How to complete this task:
Rewrite the biofilm article starting with "Due to the HJ-like" and going on through "by establishing equivalence.", using "idea" in place of "hypothesis".

Unlocking the Structure of Biofilms

Unlocking the Structure of Biofilms 1024 575 Kevin Mayhood
Illustration showing the precise pattern of a biofilm - a perfect, 3D matrix

Researchers characterize a component that stabilizes biofilms, a step toward learning ways to disrupt protection of harmful bacteria.

In the extracellular DNA lattice of bacterial biofilms, nature appears to reprise the functional equivalent of Holliday junction (HJ) intermediates — cross-shaped structures formed during the process of genetic recombination, researchers at Nationwide Children’s Hospital report in Proceedings of the National Academy of Sciences.

The HJ-like structures are key to a stable biofilm that protects bacteria. The protection, which includes the biofilm’s resistance to DNA-cleaving nucleases, allows the pathogens to act as a reservoir for chronic and recurrent infections, costing thousands of lives and billions of dollars in care annually.

“Bacteria in a biofilm state are 1,000-fold more resistant to antibiotics than when they are free-living,” says Steven Goodman, PhD, a principal investigator in the Center for Microbial Pathogenesis at Nationwide Children’s and senior author of the research. “There’s plenty of use for preventing biofilm formation, but for practical reasons, getting rid of an extant matrix has much more utility. Usually you don’t have a medical problem until you come to the doctor with biofilm infections.”

Dr. Goodman and colleagues are already developing a potential antibody-based therapy to disrupt biofilms but, “once we understand what the structure is, we’ll be able to find other ways to undermine it. This is a big step in a series of steps to figure that out.”

The research builds on a discovery Dr. Goodman and Lauren Bakaletz, PhD, director of the Center for Microbial Pathogenesis, made nearly a decade ago. The two identified the protein DNABII as a linchpin contributing to the structural integrity of single-species and multispecies biofilms found on devices and in chronic infections of the ear, lung, urinary tract and more.

Due to the HJ-like shape of the lattice structures and DNABII’s affinity and specificity to HJs, the researchers suggested the structures were related to HJs. Aishwarya Devaraj, PhD, a senior research scientist in Dr. Goodman’s lab, tested the hypothesis by establishing equivalence.

Data section:
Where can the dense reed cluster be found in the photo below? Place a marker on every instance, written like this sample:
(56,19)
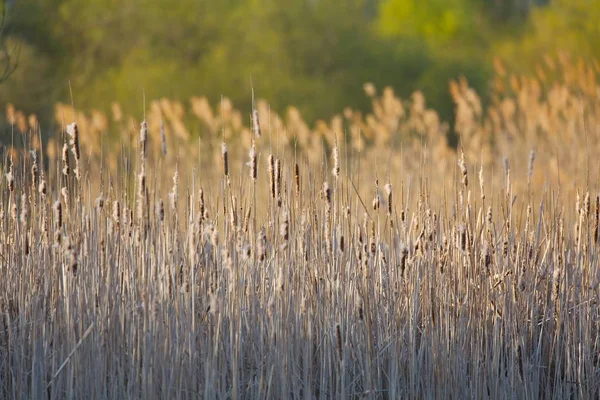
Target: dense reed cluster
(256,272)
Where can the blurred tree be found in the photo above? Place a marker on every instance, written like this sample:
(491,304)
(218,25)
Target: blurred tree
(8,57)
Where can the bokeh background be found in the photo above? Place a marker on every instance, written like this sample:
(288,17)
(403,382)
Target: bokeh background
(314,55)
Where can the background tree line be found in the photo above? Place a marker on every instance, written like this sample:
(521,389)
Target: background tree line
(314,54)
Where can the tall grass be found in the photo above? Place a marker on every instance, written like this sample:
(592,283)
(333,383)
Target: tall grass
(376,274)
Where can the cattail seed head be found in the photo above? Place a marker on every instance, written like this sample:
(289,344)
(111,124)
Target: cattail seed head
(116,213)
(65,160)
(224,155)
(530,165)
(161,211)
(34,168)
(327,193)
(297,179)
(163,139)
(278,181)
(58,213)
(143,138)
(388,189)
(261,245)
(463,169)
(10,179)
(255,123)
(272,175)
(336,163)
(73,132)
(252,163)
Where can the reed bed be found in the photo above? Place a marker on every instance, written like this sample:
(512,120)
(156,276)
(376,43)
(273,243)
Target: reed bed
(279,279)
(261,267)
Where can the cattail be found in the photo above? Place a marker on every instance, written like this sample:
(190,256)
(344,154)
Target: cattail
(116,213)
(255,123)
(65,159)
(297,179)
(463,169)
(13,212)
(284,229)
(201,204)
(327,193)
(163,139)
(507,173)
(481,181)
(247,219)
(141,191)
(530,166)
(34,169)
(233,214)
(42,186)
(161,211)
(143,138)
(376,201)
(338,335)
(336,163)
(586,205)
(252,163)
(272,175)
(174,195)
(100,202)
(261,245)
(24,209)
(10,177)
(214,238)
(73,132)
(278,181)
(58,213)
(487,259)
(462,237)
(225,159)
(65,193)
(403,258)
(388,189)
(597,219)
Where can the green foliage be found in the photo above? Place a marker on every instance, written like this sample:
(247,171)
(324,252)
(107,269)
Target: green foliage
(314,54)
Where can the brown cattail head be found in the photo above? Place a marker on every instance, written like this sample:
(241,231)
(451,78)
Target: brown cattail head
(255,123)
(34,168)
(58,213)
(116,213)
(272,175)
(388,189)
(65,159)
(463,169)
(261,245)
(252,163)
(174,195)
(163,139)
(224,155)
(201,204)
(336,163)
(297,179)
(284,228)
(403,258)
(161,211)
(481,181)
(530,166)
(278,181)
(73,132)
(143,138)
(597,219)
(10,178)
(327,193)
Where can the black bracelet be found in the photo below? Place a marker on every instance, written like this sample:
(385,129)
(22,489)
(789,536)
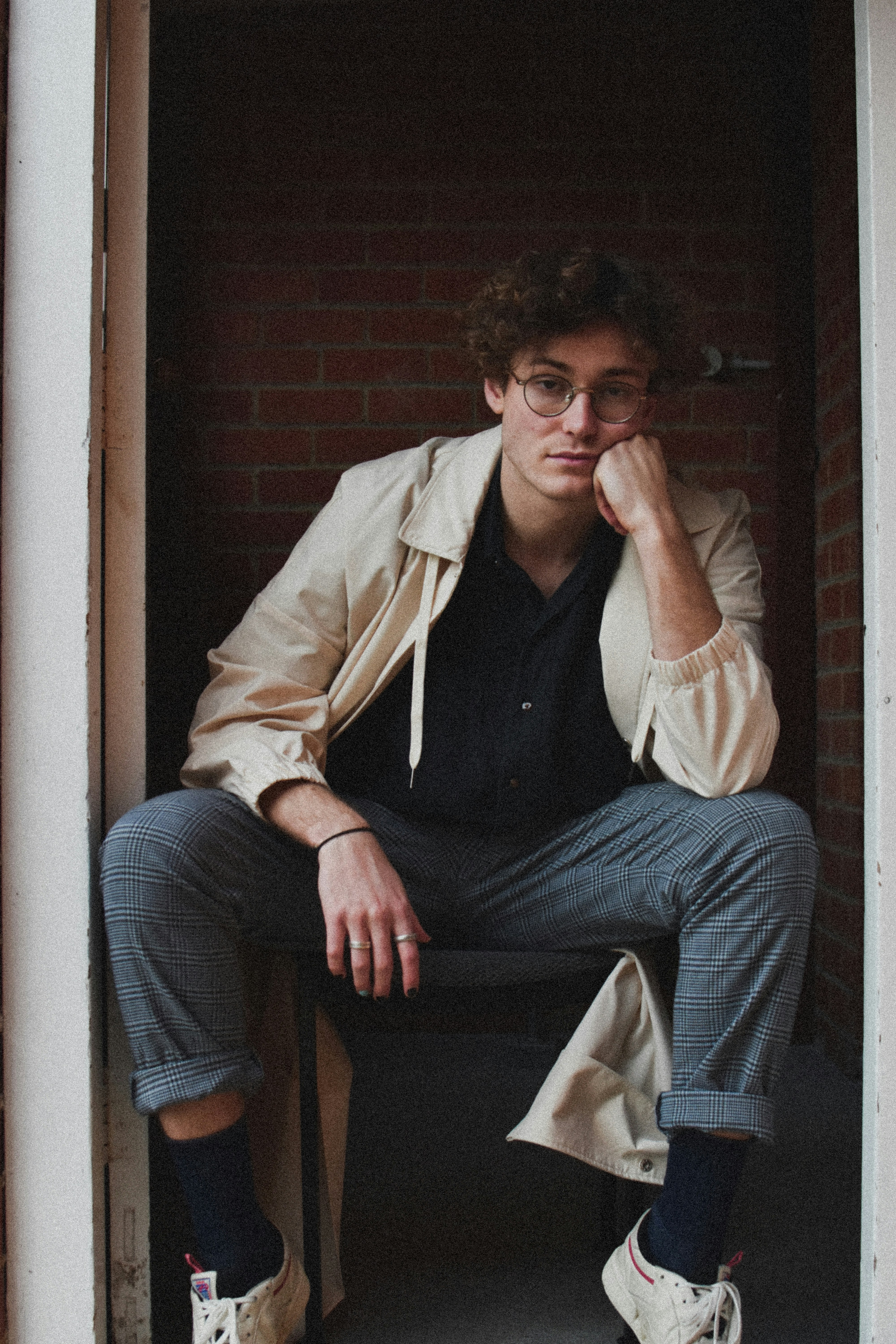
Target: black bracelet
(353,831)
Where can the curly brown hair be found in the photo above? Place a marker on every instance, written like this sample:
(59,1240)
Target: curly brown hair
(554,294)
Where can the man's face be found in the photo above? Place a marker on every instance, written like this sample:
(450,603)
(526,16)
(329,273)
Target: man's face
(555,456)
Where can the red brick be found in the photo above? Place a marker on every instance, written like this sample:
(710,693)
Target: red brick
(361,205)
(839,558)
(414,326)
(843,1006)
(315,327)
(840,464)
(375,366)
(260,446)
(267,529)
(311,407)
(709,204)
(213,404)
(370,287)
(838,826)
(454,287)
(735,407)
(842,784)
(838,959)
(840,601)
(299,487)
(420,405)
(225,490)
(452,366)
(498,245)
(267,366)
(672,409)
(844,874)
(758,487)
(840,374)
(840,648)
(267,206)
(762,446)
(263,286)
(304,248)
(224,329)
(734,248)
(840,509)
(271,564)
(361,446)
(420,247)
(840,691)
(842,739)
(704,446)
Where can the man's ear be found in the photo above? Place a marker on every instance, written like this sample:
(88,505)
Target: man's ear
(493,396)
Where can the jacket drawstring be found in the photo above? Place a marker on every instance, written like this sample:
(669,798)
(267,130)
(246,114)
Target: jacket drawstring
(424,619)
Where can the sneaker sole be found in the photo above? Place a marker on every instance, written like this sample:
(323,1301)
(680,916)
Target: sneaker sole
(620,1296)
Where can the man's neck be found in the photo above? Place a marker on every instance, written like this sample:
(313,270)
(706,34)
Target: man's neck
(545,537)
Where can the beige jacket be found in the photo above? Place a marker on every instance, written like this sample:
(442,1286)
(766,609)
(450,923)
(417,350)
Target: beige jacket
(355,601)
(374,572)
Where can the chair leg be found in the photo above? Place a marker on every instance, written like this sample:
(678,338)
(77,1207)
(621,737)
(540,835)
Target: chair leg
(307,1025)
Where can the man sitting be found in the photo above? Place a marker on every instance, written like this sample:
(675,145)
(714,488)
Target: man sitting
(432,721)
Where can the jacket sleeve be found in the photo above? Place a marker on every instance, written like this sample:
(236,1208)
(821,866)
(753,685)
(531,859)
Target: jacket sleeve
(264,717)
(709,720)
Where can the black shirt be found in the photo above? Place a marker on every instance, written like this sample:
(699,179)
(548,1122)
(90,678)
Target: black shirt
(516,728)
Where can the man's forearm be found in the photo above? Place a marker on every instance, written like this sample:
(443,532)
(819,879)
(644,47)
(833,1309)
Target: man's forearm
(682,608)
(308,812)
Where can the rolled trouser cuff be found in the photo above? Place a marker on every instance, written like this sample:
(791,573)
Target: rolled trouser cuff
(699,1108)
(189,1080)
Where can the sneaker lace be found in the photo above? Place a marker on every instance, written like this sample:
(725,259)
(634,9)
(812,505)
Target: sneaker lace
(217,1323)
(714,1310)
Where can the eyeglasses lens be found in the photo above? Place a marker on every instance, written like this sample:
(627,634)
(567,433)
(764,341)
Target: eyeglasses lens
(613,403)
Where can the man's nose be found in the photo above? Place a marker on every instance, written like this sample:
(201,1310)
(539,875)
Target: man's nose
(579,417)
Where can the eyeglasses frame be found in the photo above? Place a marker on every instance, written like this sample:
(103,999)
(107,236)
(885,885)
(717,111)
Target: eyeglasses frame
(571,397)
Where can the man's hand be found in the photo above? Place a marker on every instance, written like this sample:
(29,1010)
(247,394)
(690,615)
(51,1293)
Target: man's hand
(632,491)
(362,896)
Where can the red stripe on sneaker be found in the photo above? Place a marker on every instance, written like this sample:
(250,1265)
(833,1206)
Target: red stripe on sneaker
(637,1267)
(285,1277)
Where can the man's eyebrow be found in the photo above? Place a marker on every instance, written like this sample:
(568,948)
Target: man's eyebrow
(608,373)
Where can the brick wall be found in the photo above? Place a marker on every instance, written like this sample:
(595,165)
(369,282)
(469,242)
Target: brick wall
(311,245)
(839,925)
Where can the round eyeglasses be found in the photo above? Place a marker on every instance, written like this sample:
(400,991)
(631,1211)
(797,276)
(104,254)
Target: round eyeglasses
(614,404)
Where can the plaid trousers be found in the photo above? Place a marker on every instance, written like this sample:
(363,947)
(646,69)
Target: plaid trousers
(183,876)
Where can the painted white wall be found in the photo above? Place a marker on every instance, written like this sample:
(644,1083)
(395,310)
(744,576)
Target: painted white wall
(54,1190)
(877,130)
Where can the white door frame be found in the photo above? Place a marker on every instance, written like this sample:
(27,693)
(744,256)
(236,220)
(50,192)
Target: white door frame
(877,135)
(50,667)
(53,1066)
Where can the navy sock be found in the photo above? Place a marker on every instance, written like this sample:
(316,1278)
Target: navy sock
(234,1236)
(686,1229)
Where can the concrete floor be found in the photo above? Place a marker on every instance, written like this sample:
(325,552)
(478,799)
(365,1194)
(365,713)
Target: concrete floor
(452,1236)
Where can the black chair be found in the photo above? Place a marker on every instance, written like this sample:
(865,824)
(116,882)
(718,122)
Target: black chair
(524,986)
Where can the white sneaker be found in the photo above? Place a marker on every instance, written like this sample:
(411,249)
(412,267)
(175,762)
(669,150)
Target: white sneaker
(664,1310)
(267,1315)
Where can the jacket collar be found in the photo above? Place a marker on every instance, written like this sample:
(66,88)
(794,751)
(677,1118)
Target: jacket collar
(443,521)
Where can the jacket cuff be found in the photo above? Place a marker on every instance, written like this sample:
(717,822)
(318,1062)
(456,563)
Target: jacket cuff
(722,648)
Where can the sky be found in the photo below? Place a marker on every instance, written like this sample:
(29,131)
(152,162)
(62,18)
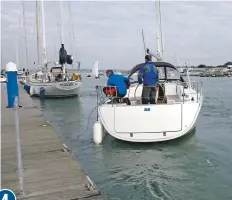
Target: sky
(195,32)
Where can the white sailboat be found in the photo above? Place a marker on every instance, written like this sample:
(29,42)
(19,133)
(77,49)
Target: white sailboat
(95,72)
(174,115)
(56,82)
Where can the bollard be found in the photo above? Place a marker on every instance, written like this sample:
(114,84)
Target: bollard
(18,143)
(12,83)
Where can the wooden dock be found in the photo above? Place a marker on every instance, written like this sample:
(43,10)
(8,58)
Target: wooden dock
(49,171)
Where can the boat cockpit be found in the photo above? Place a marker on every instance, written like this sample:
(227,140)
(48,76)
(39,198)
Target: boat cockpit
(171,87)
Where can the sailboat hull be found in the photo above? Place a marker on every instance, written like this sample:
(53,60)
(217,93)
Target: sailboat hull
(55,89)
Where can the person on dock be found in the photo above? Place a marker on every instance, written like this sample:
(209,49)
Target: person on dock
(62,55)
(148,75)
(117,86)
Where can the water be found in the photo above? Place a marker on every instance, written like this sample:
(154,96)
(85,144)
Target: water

Answer for the task:
Due to the HJ-like shape of the lattice structures and DNABII’s affinity and specificity to HJs, the researchers suggested the structures were related to HJs. Aishwarya Devaraj, PhD, a senior research scientist in Dr. Goodman’s lab, tested the idea by establishing equivalence.